Fragment uit bron:
>>

ECLI:NL:RBMNE:2021:1630

Rechtbank Midden-Nederland

Datum uitspraak
16 april 2021
Publicatiedatum
22 april 2021
Zaaknummer
UTR 20/3452
Instantie
Rechtbank Midden-Nederland
Type
Uitspraak
Rechtsgebied
Bestuursrecht; Socialezekerheidsrecht
Procedures
  • Eerste aanleg - enkelvoudig
Vindplaatsen
  • Rechtspraak.nl
AI samenvatting door LexboostAutomatisch gegenereerd

Intrekking en terugvordering van bijstand op grond van schending inlichtingenplicht bij PGB-ontvangsten

In deze zaak gaat het om de intrekking en terugvordering van bijstand aan eiseres, die sinds 3 juli 2017 bijstand ontvangt op grond van de Participatiewet (Pw). De Regionale Dienst Werk en Inkomen Kromme Rijn Heuvelrug heeft in 2020 een onderzoek ingesteld naar de rechtmatigheid van deze bijstand, omdat er vermoedens waren van inkomsten uit een dienstverband. Op 16 april 2020 heeft verweerder de bijstand van eiseres beëindigd en teruggevorderd over een periode waarin zij ten onrechte bijstand zou hebben ontvangen. Eiseres heeft bezwaar gemaakt tegen deze besluiten, maar haar bezwaren werden ongegrond verklaard.

Eiseres heeft vervolgens beroep ingesteld tegen het bestreden besluit, waarin verweerder stelde dat zij haar inlichtingenplicht had geschonden door geen melding te maken van inkomsten uit een persoonsgebonden budget (PGB). De rechtbank heeft het beroep gegrond verklaard, omdat verweerder niet aannemelijk heeft gemaakt dat eiseres haar inlichtingenplicht had geschonden. De rechtbank oordeelde dat het besluit tot intrekking van de bijstand een belastend besluit is en dat de bewijslast bij verweerder ligt. Verweerder heeft niet kunnen aantonen dat eiseres op de relevante data op de hoogte was van de toekenning van het PGB en dat zij deze inkomsten had moeten melden.

<<

(Gegevens uit een gegevensbron)
>>

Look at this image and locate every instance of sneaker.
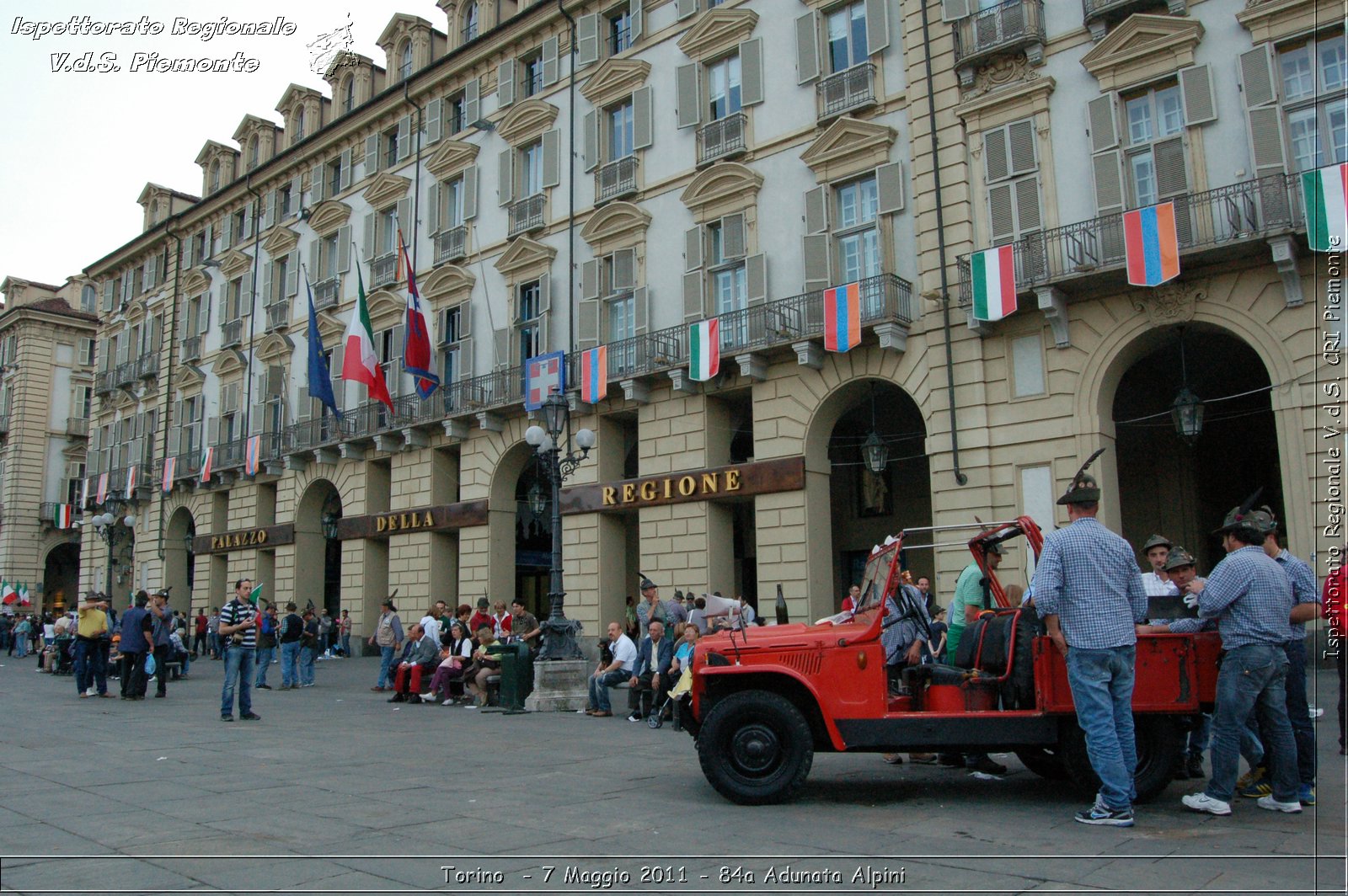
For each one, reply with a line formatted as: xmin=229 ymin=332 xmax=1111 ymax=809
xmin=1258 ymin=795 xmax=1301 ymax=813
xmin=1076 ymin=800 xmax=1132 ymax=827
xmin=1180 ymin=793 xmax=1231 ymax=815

<<
>>

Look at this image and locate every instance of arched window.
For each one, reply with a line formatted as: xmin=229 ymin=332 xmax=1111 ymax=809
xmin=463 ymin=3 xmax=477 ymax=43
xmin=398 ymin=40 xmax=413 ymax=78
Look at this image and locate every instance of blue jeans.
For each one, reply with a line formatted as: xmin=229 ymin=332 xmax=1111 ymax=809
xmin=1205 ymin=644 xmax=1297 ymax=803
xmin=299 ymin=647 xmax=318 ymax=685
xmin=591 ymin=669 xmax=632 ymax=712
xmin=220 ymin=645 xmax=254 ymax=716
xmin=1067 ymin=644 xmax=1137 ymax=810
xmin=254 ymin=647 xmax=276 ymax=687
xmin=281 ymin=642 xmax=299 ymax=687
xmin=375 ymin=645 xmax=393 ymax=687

<<
>>

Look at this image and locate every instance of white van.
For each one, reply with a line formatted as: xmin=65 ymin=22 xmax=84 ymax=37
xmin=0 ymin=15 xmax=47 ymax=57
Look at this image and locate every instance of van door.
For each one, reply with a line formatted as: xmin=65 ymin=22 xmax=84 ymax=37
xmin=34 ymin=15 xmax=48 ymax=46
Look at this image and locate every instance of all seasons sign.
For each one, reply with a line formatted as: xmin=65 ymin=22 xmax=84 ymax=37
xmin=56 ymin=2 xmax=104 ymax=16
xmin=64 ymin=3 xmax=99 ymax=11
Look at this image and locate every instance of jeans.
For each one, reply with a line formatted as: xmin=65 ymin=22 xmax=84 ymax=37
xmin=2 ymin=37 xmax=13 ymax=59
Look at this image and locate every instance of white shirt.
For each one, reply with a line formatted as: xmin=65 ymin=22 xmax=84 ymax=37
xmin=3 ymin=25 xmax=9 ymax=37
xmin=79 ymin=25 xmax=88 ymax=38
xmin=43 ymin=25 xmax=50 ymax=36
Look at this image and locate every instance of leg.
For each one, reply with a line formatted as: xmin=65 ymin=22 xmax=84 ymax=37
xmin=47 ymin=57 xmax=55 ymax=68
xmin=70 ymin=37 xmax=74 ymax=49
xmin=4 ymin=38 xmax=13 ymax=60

<<

Korte opdracht: Neem de passage uit de rechtbankuitspraak tussen "Intrekking en terugvordering van bijstand op" en "werden ongegrond verklaard.", beide inbegrepen, opnieuw over en vervang daarin "bijstand" door "uitkering".

Juiste antwoord:
Intrekking en terugvordering van uitkering op grond van schending inlichtingenplicht bij PGB-ontvangsten

In deze zaak gaat het om de intrekking en terugvordering van uitkering aan eiseres, die sinds 3 juli 2017 uitkering ontvangt op grond van de Participatiewet (Pw). De Regionale Dienst Werk en Inkomen Kromme Rijn Heuvelrug heeft in 2020 een onderzoek ingesteld naar de rechtmatigheid van deze uitkering, omdat er vermoedens waren van inkomsten uit een dienstverband. Op 16 april 2020 heeft verweerder de uitkering van eiseres beëindigd en teruggevorderd over een periode waarin zij ten onrechte uitkering zou hebben ontvangen. Eiseres heeft bezwaar gemaakt tegen deze besluiten, maar haar bezwaren werden ongegrond verklaard.